» **Extrait du texte**:
_____

Meimuna : Merci beaucoup ! Je me sens bien, je trouve qu’il a eu un super bel accueil. Et puis il continue de vivre. Quand on sort un album, on a l’impression que c’est l’aboutissement de longues années de travail – ça m’a pris deux ans et demi – mais en fait c’est le début de tout. C’est le moment où tu commences à le défendre sur scène, à en faire la promotion. Et puis il prend d’autres couleurs en live aussi, donc ça renouvelle la chose et ça me plaît beaucoup.
LFB : Y a-t-il des retours qui t’ont étonnée, surprise ?
Meimuna : Ce qui me surprend toujours, c’est la façon dont les gens comprennent les chansons. Ceci dit, ces chansons sont plus dans le concret que mes précédentes. Elles sont très intimes, très personnelles. Avant, je me cachais derrière plein de métaphores et d’images. Là, il y a quelque chose de plus frontal, je me dévoile plus. Donc les retours sont très forts, et ça me touche. Après, il y a des gens qui interprètent et comprennent les choses à leur manière et c’est toujours super intéressant.
LFB : Je sais que tu es quelqu’un de perfectionniste. Cela a-t-il été difficile pour toi de clore ce premier album ?

_____

Réécrivez l'entretien en commençant par « Meimuna : Merci » et en poursuivant jusqu'à « étonnée, surprise ? », où « deux ans et demi » devient « trois ans ».

Éléments du jeu de données enregistrés
_____

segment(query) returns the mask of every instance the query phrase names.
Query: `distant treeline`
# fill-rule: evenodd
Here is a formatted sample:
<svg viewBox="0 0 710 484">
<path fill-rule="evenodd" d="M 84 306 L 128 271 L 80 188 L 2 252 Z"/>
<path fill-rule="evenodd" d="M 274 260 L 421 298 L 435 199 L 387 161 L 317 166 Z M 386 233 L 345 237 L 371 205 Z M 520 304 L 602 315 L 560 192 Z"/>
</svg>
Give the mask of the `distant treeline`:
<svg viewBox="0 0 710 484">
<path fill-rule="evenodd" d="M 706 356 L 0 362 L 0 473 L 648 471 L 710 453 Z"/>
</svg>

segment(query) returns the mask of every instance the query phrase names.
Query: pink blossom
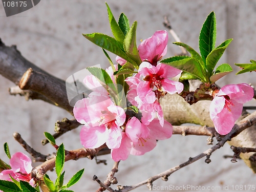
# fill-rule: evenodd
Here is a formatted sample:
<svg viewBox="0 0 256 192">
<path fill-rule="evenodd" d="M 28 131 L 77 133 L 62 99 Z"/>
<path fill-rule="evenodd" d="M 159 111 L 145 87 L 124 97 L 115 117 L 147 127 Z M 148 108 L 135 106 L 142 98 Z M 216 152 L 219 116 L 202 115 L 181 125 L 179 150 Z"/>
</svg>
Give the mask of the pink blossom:
<svg viewBox="0 0 256 192">
<path fill-rule="evenodd" d="M 123 66 L 127 62 L 126 60 L 123 59 L 122 57 L 120 57 L 119 56 L 116 56 L 116 61 L 118 64 L 121 66 Z"/>
<path fill-rule="evenodd" d="M 154 119 L 148 125 L 144 125 L 135 117 L 127 123 L 125 132 L 122 133 L 120 147 L 111 151 L 115 161 L 125 160 L 130 154 L 142 155 L 156 146 L 157 140 L 168 139 L 173 134 L 173 126 L 164 121 L 162 127 L 157 119 Z"/>
<path fill-rule="evenodd" d="M 142 61 L 148 61 L 156 66 L 157 61 L 166 54 L 167 42 L 166 31 L 157 31 L 152 36 L 144 40 L 138 47 Z"/>
<path fill-rule="evenodd" d="M 74 107 L 75 117 L 84 124 L 80 133 L 81 143 L 86 148 L 97 148 L 105 142 L 110 148 L 119 147 L 120 126 L 126 118 L 124 110 L 108 96 L 94 93 L 89 96 L 78 101 Z"/>
<path fill-rule="evenodd" d="M 226 135 L 240 116 L 243 104 L 253 97 L 253 89 L 246 83 L 229 84 L 221 88 L 214 97 L 210 105 L 210 116 L 216 131 Z"/>
<path fill-rule="evenodd" d="M 31 178 L 32 169 L 31 160 L 25 154 L 17 152 L 13 154 L 10 159 L 11 169 L 5 169 L 0 173 L 0 179 L 12 181 L 9 175 L 18 181 L 27 181 L 34 186 L 35 181 Z"/>
</svg>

_____

» **Corrigé complet**:
Meimuna : Merci beaucoup ! Je me sens bien, je trouve qu’il a eu un super bel accueil. Et puis il continue de vivre. Quand on sort un album, on a l’impression que c’est l’aboutissement de longues années de travail – ça m’a pris trois ans – mais en fait c’est le début de tout. C’est le moment où tu commences à le défendre sur scène, à en faire la promotion. Et puis il prend d’autres couleurs en live aussi, donc ça renouvelle la chose et ça me plaît beaucoup.
LFB : Y a-t-il des retours qui t’ont étonnée, surprise ?